• **Text shown**

******

David Suchet - A Detective and his Nikon
By Gray Levett

David Suchet

It is a cheerless afternoon in late February. Winter is winding down with a weary wetness; the grey sulleness of the overcast skies giving London an anonymous, indistinct aspect, buildings in a grainy mono-chrome, hurried figures damply swathed in raincoats.

The taxi drops me off outside the theatre. I momentarily glimpse the spectre of a London of the nineteen-thirties, an earlier more measured age: tailcoats and opera glasses, women colourfully sequined and flamboyantly feathered, dashingly smart chauffeurs, uniformed maids, white caps starched and folded with origamic primness. As I climb a labyrinth of stairs to the dressing room, I could well have mirrored the devoted paces of Captain Hastings running to greet the meticulously punctilious detective Hercule Poirot himself, perhaps trying to help him solve a viciously executed murder backstage.

The illusion dissolves. It is, in fact, the year 2002 and I am outside Dressing Room 8 of the Wyndams Theatre, Charing Cross Road, heart of London’s entertainment and shows. I am meeting David Suchet, the much loved and respected British actor, to interview him about his passion for photography and how he came to choose Nikon. He has just finished an extraordinary performance in The Play What I Wrote, directed by Kenneth Brannagh.

******

Data entries:

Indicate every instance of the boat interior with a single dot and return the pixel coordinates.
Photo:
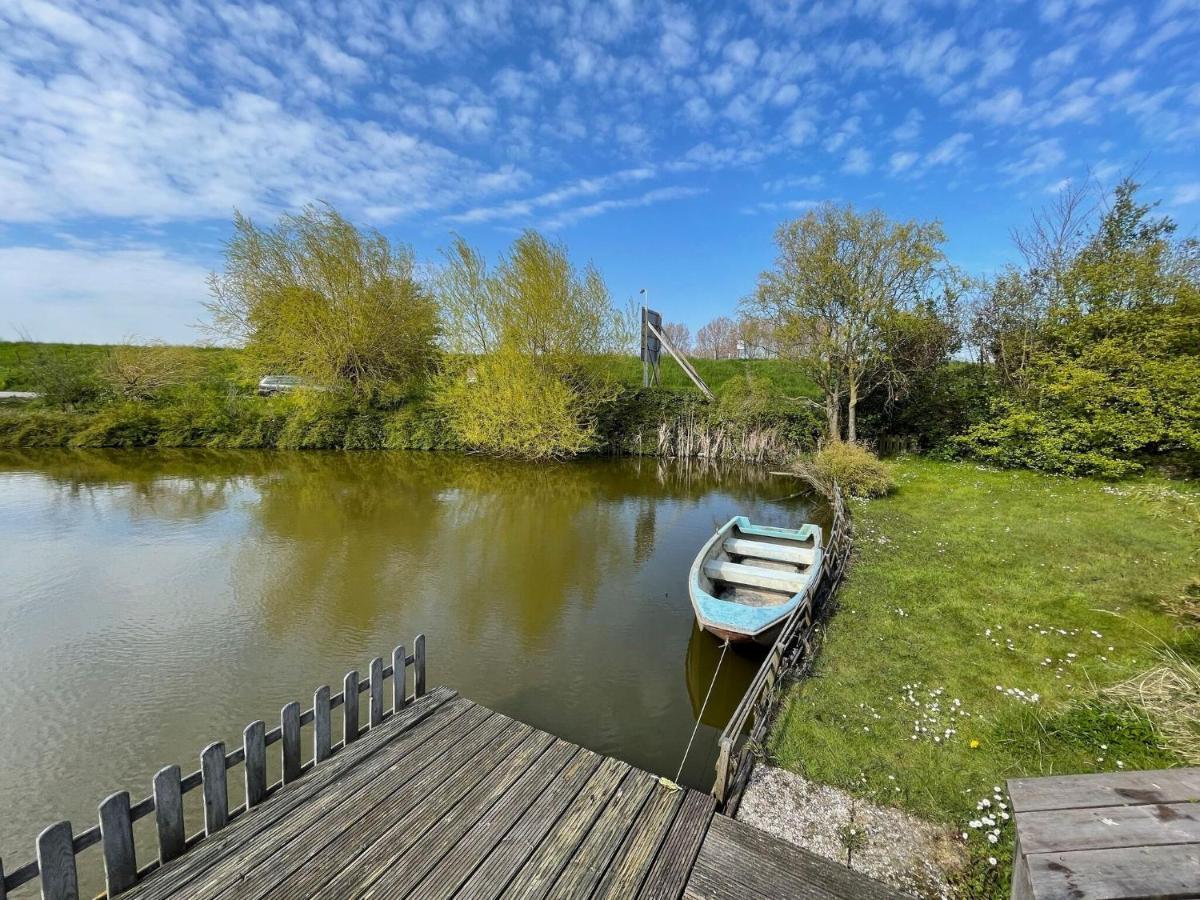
(759, 569)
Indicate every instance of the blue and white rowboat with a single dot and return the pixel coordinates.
(748, 579)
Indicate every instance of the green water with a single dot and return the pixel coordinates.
(154, 603)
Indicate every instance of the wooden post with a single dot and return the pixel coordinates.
(117, 834)
(289, 721)
(419, 666)
(253, 741)
(55, 862)
(376, 693)
(399, 679)
(168, 813)
(216, 790)
(322, 738)
(351, 707)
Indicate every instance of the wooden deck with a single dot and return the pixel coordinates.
(1125, 834)
(448, 798)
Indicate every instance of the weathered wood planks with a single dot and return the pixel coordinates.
(742, 862)
(1120, 834)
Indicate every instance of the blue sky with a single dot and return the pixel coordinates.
(663, 141)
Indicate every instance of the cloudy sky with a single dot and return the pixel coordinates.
(663, 141)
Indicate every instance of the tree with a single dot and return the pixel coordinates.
(678, 335)
(317, 298)
(839, 282)
(718, 339)
(467, 297)
(145, 372)
(540, 327)
(1115, 373)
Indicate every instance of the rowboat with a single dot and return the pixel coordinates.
(748, 579)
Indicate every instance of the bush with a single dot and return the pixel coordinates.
(859, 472)
(508, 405)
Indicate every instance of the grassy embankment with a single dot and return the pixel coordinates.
(219, 408)
(983, 618)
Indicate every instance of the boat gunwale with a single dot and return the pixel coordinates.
(808, 532)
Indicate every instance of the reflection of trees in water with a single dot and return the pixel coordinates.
(169, 486)
(739, 667)
(501, 545)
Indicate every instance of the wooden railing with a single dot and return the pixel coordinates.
(748, 726)
(58, 845)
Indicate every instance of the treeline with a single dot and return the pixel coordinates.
(1083, 360)
(523, 357)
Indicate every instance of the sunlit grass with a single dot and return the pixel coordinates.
(983, 611)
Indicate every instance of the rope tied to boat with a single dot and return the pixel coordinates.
(703, 706)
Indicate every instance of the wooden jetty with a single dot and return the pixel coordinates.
(427, 796)
(1122, 834)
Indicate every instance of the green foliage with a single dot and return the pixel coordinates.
(859, 472)
(941, 403)
(509, 405)
(954, 565)
(64, 379)
(1114, 378)
(317, 298)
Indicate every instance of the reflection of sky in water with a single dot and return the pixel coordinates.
(154, 603)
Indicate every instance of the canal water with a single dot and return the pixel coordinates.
(151, 603)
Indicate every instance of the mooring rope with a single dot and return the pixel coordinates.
(703, 706)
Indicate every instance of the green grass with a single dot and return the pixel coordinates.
(966, 581)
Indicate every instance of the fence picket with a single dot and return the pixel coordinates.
(117, 837)
(253, 741)
(289, 720)
(216, 789)
(322, 733)
(55, 862)
(351, 707)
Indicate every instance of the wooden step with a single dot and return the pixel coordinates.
(756, 577)
(762, 550)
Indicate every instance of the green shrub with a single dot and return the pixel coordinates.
(121, 425)
(508, 405)
(859, 472)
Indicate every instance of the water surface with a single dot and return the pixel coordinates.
(151, 603)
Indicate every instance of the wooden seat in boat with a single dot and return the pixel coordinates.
(762, 550)
(756, 577)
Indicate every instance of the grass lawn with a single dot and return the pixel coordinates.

******

• **Requests**
(a) According to the article about David Suchet, who directed The Play What I Wrote?
(b) Return everything in the David Suchet article from "It is a cheerless" down to "executed murder backstage.".

• **Task-by-task solutions**
(a) Kenneth Brannagh

(b)
It is a cheerless afternoon in late February. Winter is winding down with a weary wetness; the grey sulleness of the overcast skies giving London an anonymous, indistinct aspect, buildings in a grainy mono-chrome, hurried figures damply swathed in raincoats.

The taxi drops me off outside the theatre. I momentarily glimpse the spectre of a London of the nineteen-thirties, an earlier more measured age: tailcoats and opera glasses, women colourfully sequined and flamboyantly feathered, dashingly smart chauffeurs, uniformed maids, white caps starched and folded with origamic primness. As I climb a labyrinth of stairs to the dressing room, I could well have mirrored the devoted paces of Captain Hastings running to greet the meticulously punctilious detective Hercule Poirot himself, perhaps trying to help him solve a viciously executed murder backstage.